**EXTRACTED INFORMATION**
☆ ☆ ☆

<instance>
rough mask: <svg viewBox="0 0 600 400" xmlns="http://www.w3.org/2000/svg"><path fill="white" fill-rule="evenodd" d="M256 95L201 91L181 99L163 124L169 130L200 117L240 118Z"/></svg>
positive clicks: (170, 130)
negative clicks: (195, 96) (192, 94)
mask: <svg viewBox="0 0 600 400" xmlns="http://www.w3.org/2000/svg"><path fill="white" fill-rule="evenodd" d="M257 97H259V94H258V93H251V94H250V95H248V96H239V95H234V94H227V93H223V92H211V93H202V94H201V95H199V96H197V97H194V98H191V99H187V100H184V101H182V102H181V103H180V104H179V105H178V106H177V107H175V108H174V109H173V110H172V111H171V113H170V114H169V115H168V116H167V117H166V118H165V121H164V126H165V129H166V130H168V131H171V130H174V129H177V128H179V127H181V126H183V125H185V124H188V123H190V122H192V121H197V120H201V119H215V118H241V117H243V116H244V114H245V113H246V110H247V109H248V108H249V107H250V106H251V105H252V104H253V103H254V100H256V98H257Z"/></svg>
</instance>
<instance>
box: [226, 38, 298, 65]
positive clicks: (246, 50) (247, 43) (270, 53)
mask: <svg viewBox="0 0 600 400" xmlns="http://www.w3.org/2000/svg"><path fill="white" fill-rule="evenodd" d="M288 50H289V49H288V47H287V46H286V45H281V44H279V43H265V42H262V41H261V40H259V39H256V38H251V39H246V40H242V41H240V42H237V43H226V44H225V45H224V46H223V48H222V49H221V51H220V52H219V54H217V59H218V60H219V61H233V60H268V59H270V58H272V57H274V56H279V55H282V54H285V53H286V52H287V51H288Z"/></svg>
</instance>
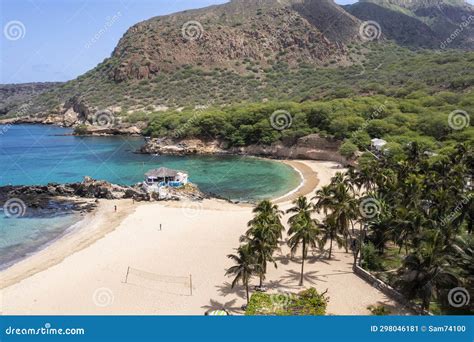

☆ ☆ ☆

**WHAT IS BEING ASKED**
Recast the listing above as a JSON list of strings, one string per line, with blank lines left out. Leave the picture out of the list.

**OUTPUT FOR THIS TASK**
[
  "<instance>",
  "rough mask: <svg viewBox=\"0 0 600 400\" xmlns=\"http://www.w3.org/2000/svg\"><path fill=\"white\" fill-rule=\"evenodd\" d=\"M256 95L201 91L181 99L163 124L169 130L200 117L240 118Z\"/></svg>",
  "positive clicks: (170, 130)",
  "negative clicks: (195, 96) (192, 94)",
  "mask: <svg viewBox=\"0 0 600 400\" xmlns=\"http://www.w3.org/2000/svg\"><path fill=\"white\" fill-rule=\"evenodd\" d=\"M257 97H259V94H258V93H251V94H250V95H248V96H239V95H234V94H227V93H223V92H211V93H202V94H201V95H199V96H197V97H194V98H191V99H187V100H184V101H182V102H181V103H180V104H179V105H178V106H177V107H175V108H174V109H173V110H172V111H171V113H170V114H169V115H168V116H167V117H166V118H165V121H164V126H165V129H166V130H168V131H171V130H174V129H177V128H179V127H181V126H183V125H185V124H188V123H190V122H192V121H197V120H201V119H215V118H241V117H243V116H244V114H245V113H246V110H247V109H248V108H249V107H250V106H251V105H252V104H253V103H254V100H256V98H257Z\"/></svg>",
  "</instance>",
  "<instance>",
  "box: [226, 38, 298, 65]",
  "positive clicks: (246, 50) (247, 43) (270, 53)",
  "mask: <svg viewBox=\"0 0 600 400\" xmlns=\"http://www.w3.org/2000/svg\"><path fill=\"white\" fill-rule=\"evenodd\" d=\"M288 50H289V49H288V47H287V46H286V45H281V44H279V43H265V42H262V41H261V40H259V39H256V38H251V39H246V40H242V41H240V42H237V43H226V44H225V45H224V46H223V48H222V49H221V51H220V52H219V54H217V59H218V60H219V61H233V60H268V59H270V58H272V57H274V56H279V55H282V54H285V53H286V52H287V51H288Z\"/></svg>",
  "</instance>"
]